What the task requires ▸ Format the records as a numbered list with blank lines omitted, starting at the line that contains "Agricultural drone survey: scan the aerial photo for tall" and stopping after the line that contains "369, 316, 375, 328". Include no lines outside that span.

Available records ▸
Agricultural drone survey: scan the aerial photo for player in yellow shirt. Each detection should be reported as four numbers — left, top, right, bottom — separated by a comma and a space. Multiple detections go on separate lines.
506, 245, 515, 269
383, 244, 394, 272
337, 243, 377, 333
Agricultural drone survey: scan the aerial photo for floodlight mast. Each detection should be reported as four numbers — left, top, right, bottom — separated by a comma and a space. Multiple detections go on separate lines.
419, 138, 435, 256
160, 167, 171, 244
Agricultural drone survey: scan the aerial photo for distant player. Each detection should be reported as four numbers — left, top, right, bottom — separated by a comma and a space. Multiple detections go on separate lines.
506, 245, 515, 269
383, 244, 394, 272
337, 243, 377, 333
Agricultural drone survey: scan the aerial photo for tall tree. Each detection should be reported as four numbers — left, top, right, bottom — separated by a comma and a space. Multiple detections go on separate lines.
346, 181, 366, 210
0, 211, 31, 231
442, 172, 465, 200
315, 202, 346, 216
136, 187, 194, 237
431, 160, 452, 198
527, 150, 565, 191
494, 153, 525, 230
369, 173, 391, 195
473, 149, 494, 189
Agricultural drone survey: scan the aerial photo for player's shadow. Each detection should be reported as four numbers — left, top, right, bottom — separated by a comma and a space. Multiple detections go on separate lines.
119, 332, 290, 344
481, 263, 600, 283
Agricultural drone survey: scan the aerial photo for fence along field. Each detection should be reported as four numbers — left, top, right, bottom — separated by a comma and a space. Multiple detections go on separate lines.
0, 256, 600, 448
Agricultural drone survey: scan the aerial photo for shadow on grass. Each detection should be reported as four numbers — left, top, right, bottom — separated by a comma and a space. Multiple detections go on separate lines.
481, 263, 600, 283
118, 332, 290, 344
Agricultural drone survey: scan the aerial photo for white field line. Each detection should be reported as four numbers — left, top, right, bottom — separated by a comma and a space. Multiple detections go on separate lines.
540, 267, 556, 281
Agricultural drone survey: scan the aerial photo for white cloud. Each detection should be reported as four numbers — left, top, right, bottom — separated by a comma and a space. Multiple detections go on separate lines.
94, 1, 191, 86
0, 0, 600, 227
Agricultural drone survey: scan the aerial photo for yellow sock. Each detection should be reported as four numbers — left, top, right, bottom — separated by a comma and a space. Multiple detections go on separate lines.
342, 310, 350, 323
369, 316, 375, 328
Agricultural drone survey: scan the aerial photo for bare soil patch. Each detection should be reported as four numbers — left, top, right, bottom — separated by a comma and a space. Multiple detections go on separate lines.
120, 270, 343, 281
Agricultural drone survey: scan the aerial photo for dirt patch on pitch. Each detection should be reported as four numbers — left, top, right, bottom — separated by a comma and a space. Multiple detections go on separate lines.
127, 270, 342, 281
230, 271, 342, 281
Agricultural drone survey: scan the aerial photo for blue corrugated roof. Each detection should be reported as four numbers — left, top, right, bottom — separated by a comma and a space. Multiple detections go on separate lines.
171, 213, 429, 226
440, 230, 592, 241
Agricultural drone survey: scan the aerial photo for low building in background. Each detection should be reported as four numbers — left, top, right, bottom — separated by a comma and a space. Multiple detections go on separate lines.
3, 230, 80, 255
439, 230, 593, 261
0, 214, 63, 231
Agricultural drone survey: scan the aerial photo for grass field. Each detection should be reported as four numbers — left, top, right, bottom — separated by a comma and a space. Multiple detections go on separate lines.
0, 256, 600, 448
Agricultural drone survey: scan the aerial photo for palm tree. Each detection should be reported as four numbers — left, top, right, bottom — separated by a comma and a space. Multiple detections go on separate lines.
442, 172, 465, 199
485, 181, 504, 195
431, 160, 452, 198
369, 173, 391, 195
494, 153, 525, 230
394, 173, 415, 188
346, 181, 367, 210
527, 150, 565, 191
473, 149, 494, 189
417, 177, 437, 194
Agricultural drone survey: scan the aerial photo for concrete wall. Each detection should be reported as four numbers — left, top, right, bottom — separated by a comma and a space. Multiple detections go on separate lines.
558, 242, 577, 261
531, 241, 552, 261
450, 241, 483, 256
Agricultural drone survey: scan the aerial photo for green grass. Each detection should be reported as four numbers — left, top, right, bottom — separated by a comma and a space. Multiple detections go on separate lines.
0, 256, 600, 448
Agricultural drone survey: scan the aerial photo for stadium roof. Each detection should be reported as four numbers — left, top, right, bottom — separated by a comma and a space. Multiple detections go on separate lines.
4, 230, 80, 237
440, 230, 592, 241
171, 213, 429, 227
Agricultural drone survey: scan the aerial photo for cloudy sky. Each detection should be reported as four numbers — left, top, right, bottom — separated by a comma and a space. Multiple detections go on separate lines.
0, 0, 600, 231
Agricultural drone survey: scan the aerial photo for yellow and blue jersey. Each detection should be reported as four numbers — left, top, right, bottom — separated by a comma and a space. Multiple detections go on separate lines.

Answer in full ▸
1. Agricultural drone survey: scan the aerial photo for tall tree. Each detection should be reported as four numbers — left, top, right, bottom — separated by a comma and a space. Multiple detections go on separate lines.
2. 346, 181, 366, 210
3. 0, 211, 31, 231
4. 442, 172, 465, 200
5. 315, 202, 346, 216
6. 136, 187, 194, 237
7. 431, 160, 452, 198
8. 527, 150, 565, 191
9. 494, 153, 525, 230
10. 369, 173, 391, 195
11. 473, 149, 494, 189
12. Agricultural drone survey: scan the aerial photo for player's shadow. Each detection should be reported as four numbers — left, top, right, bottom — separated by a comma and a space. Multiple detections go on separate lines.
13. 119, 332, 290, 344
14. 481, 263, 600, 283
15. Agricultural drone survey: scan the aerial photo for fence along field. Each detection should be reported as four numbers — left, top, right, bottom — separated by a comma and a space. Multiple detections go on separate lines.
16. 0, 256, 600, 448
17. Agricultural drone survey: scan the aerial photo for shadow on grass. Each detection should be reported as four numbers — left, top, right, bottom — separated by a comma and a space. Multiple detections go on separate lines.
18. 481, 263, 600, 283
19. 118, 332, 290, 344
20. Agricultural drone survey: scan the aerial photo for white field line. Each detection should be reported as four numbers — left, top, right, bottom — separated by a comma and a space. Multiple detections go on separate lines.
21. 540, 267, 556, 281
22. Agricultural drone survey: scan the aerial photo for white cloud. Each detection should be reported as four numbers — left, top, right, bottom — separated by a comma and a space. Multiple detections go on separate lines.
23. 94, 1, 191, 86
24. 0, 0, 600, 227
25. Agricultural drone survey: scan the aerial photo for yellow sock. Each detection should be reported as four numbers — left, top, right, bottom — separated by a comma and a space. Multiple detections go on separate lines.
26. 342, 310, 350, 323
27. 369, 316, 375, 328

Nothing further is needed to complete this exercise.